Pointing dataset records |
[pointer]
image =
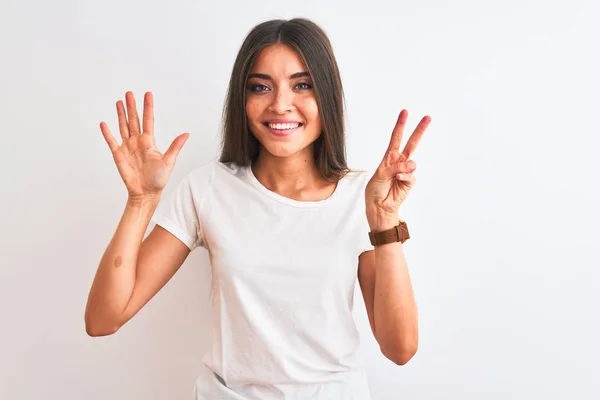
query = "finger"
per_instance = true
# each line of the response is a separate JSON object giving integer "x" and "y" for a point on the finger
{"x": 148, "y": 116}
{"x": 404, "y": 167}
{"x": 123, "y": 128}
{"x": 173, "y": 150}
{"x": 398, "y": 131}
{"x": 408, "y": 179}
{"x": 415, "y": 138}
{"x": 134, "y": 119}
{"x": 112, "y": 143}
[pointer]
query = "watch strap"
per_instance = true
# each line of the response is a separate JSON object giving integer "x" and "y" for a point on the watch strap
{"x": 399, "y": 233}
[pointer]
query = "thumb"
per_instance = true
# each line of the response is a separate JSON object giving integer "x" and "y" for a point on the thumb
{"x": 175, "y": 147}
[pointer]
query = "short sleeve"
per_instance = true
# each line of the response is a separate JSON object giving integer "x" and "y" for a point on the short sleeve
{"x": 179, "y": 212}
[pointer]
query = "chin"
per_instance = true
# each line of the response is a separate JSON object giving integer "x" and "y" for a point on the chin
{"x": 278, "y": 150}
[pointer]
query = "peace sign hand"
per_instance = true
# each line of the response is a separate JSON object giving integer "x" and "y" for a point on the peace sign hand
{"x": 394, "y": 178}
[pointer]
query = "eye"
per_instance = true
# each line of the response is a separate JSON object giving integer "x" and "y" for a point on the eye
{"x": 304, "y": 86}
{"x": 257, "y": 87}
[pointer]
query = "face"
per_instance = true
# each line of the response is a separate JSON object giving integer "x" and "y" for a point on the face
{"x": 281, "y": 106}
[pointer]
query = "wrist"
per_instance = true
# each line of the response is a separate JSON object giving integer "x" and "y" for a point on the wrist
{"x": 383, "y": 223}
{"x": 141, "y": 201}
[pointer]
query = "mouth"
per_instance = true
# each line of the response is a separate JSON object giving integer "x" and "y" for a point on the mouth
{"x": 283, "y": 129}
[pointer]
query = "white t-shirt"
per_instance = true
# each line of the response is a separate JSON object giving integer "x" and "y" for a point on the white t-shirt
{"x": 283, "y": 281}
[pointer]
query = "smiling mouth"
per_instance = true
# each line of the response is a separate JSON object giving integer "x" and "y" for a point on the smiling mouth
{"x": 283, "y": 127}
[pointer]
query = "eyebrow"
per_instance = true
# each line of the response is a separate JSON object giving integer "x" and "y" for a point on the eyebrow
{"x": 268, "y": 77}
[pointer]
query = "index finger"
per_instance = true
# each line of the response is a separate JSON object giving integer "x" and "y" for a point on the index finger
{"x": 148, "y": 117}
{"x": 398, "y": 131}
{"x": 412, "y": 143}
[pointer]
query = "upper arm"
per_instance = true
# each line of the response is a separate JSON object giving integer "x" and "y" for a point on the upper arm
{"x": 366, "y": 280}
{"x": 160, "y": 256}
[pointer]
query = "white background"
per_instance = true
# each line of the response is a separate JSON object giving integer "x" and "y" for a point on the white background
{"x": 504, "y": 219}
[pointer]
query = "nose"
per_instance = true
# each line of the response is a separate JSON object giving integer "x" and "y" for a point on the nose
{"x": 282, "y": 101}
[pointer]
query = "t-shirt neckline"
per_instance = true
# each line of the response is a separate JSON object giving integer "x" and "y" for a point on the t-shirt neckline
{"x": 286, "y": 200}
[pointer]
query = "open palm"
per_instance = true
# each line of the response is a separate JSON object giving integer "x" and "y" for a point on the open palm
{"x": 143, "y": 168}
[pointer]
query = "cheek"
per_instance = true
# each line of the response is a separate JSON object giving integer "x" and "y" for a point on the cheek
{"x": 309, "y": 109}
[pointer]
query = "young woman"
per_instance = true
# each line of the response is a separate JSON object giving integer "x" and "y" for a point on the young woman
{"x": 287, "y": 225}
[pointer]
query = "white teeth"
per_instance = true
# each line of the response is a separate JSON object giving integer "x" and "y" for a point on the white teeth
{"x": 284, "y": 126}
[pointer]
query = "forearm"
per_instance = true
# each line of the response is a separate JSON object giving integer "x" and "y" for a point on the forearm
{"x": 394, "y": 307}
{"x": 116, "y": 274}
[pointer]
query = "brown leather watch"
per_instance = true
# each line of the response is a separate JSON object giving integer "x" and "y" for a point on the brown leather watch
{"x": 399, "y": 233}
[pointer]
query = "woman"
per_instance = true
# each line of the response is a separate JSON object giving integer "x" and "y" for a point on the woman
{"x": 286, "y": 223}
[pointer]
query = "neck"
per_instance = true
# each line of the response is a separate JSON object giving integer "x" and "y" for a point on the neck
{"x": 287, "y": 175}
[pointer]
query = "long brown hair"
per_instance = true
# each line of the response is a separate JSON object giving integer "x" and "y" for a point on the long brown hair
{"x": 239, "y": 144}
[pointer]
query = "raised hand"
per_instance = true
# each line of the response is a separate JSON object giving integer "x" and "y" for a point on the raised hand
{"x": 143, "y": 168}
{"x": 394, "y": 177}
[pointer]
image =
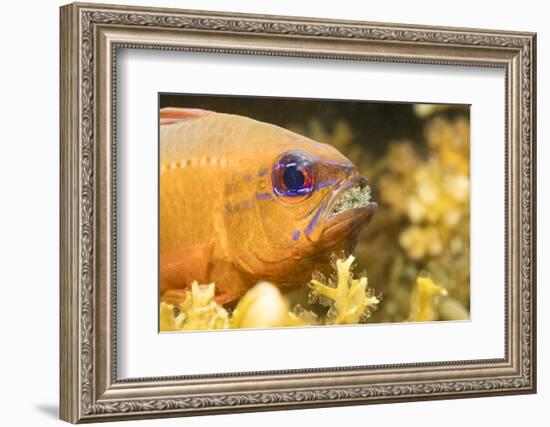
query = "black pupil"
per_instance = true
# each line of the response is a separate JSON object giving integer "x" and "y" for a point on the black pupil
{"x": 293, "y": 177}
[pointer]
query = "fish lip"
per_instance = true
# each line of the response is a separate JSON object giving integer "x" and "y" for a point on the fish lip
{"x": 345, "y": 186}
{"x": 350, "y": 218}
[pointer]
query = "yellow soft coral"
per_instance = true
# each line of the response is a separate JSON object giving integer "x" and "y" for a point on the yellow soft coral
{"x": 423, "y": 300}
{"x": 349, "y": 299}
{"x": 263, "y": 306}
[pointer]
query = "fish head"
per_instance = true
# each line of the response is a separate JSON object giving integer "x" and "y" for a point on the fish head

What you need to do |
Leave out the pictures and transcribe the entries above exactly.

Solution to this exercise |
[pointer]
image =
query = "finger"
per_instance = true
# each line of the response is a separate JSON object giving integer "x" and "y" for a point on the finger
{"x": 148, "y": 116}
{"x": 404, "y": 167}
{"x": 123, "y": 128}
{"x": 173, "y": 150}
{"x": 398, "y": 131}
{"x": 408, "y": 179}
{"x": 415, "y": 138}
{"x": 134, "y": 119}
{"x": 112, "y": 143}
[pointer]
query = "watch strap"
per_instance = true
# each line of the response is a separate JSON object giving integer "x" and "y" for a point on the watch strap
{"x": 399, "y": 233}
[pointer]
query = "thumb"
per_instance = true
# each line of the response is a separate JSON object giving integer "x" and "y" for a point on the thumb
{"x": 175, "y": 147}
[pointer]
query = "short sleeve"
per_instance = true
# each line of the response is a separate JSON object giving integer "x" and "y" for a point on the short sleeve
{"x": 179, "y": 212}
[pointer]
query = "chin"
per_instance = true
# each line of the response is a separate JSON object giving integer "x" and "y" for a point on the chin
{"x": 278, "y": 150}
[pointer]
query = "peace sign hand"
per_instance = true
# each line of the response is a separate JSON object giving integer "x" and "y" for a point on the peace sign hand
{"x": 394, "y": 178}
[pointer]
query = "eye"
per_instance = true
# each line of the response is a separate JSON object giving integer "x" and "y" for a point on the eye
{"x": 304, "y": 86}
{"x": 257, "y": 87}
[pointer]
query = "face"
per_instance = true
# each line of the response is a separate JSON object giving integer "x" and "y" for a point on the face
{"x": 281, "y": 106}
[pointer]
query = "wrist"
per_instance = true
# each line of the response is a separate JSON object giving integer "x" and "y" for a point on the wrist
{"x": 383, "y": 223}
{"x": 141, "y": 201}
[pointer]
query = "mouth"
per_instance = true
# each line of the response is a separate JSON object giving integer "x" and "y" for a point on the mouth
{"x": 283, "y": 129}
[pointer]
query = "white t-shirt"
per_instance = true
# each line of the response is a separate JSON object giving integer "x" and "y" for a point on the white t-shirt
{"x": 283, "y": 281}
[pointer]
query = "smiling mouth"
per_instance = true
# each line of the response is a separate JSON object giving integer "x" and "y" for a point on the smiling mouth
{"x": 283, "y": 127}
[pointer]
query = "eyebrow"
per_instance = true
# each line of the response is a separate JSON object giving integer "x" and "y" for a point on the eyebrow
{"x": 268, "y": 77}
[pointer]
query = "index finger"
per_instance = true
# each line of the response is a separate JSON object giving integer "x" and "y" for a point on the index finger
{"x": 148, "y": 117}
{"x": 398, "y": 131}
{"x": 412, "y": 143}
[pointer]
query = "upper arm"
per_instance = true
# each line of the response is a separate JSON object giving integer "x" and "y" for a point on the upper arm
{"x": 366, "y": 280}
{"x": 160, "y": 256}
[pointer]
query = "white background"
per_instance = true
# each line of the response is a separate JSON object giving integer "x" and "y" for a point on the white background
{"x": 504, "y": 219}
[pointer]
query = "nose"
per_instance = true
# each line of the response is a separate JSON object giving integer "x" and "y" for a point on the nose
{"x": 282, "y": 101}
[pointer]
query = "t-shirt neckline"
per_instance = true
# each line of the response is a separate JSON object giving integer "x" and "y" for a point on the t-shirt neckline
{"x": 286, "y": 200}
[pointer]
query = "open palm"
per_instance = true
# each line of the response is a separate JSON object giving integer "x" and "y" for a point on the open palm
{"x": 143, "y": 168}
[pointer]
query = "cheek"
per_instance = true
# each line of the response is a separate JSON object giving integer "x" and "y" for a point on the cheek
{"x": 309, "y": 109}
[pointer]
query = "young woman"
per_instance = true
# each line of the response is a separate JSON object giving integer "x" and "y" for a point on the young woman
{"x": 287, "y": 225}
[pointer]
query = "white teeth"
per_instance = true
# each line of the response is a separate JSON object giving integer "x" and "y" for a point on the white teeth
{"x": 284, "y": 126}
[pointer]
query = "forearm"
per_instance = true
# each line of the response is a separate JSON object giving integer "x" and "y" for a point on the forearm
{"x": 394, "y": 307}
{"x": 116, "y": 274}
[pointer]
query = "brown leather watch"
per_instance = true
# each line of the response is a separate JSON object giving integer "x" and "y" for a point on the brown leather watch
{"x": 399, "y": 233}
[pointer]
query = "woman"
per_instance = true
# each line of the response is a separate JSON object giving integer "x" and "y" for a point on the woman
{"x": 286, "y": 223}
[pointer]
query = "neck"
per_instance = true
# each line of the response is a separate JSON object giving integer "x" and "y" for a point on the neck
{"x": 287, "y": 175}
[pointer]
query = "long brown hair"
per_instance = true
# each line of the response is a separate JSON object giving integer "x" and "y" for a point on the long brown hair
{"x": 239, "y": 144}
[pointer]
query = "raised hand"
per_instance = true
# each line of the response is a separate JSON object giving integer "x" and "y" for a point on the raised hand
{"x": 143, "y": 168}
{"x": 394, "y": 177}
[pointer]
image =
query = "black pupil"
per_instance = true
# each line of the response is a separate JSON object giving integer "x" and "y" for a point on the black pupil
{"x": 293, "y": 177}
[pointer]
query = "fish lip"
per_instance = true
# each line of the response is a separate JSON object giving integer "x" and "y" for a point on the fish lip
{"x": 345, "y": 186}
{"x": 350, "y": 218}
[pointer]
query = "yellow soft coral"
per_instance = true
# each line of the response is a separate JSON object giving integer "x" and "y" for a point on the yellow soft coral
{"x": 423, "y": 300}
{"x": 349, "y": 299}
{"x": 263, "y": 306}
[pointer]
query = "fish head"
per_instance = true
# each line of the response is a separate JSON object giving integer "x" and "y" for a point on the fish head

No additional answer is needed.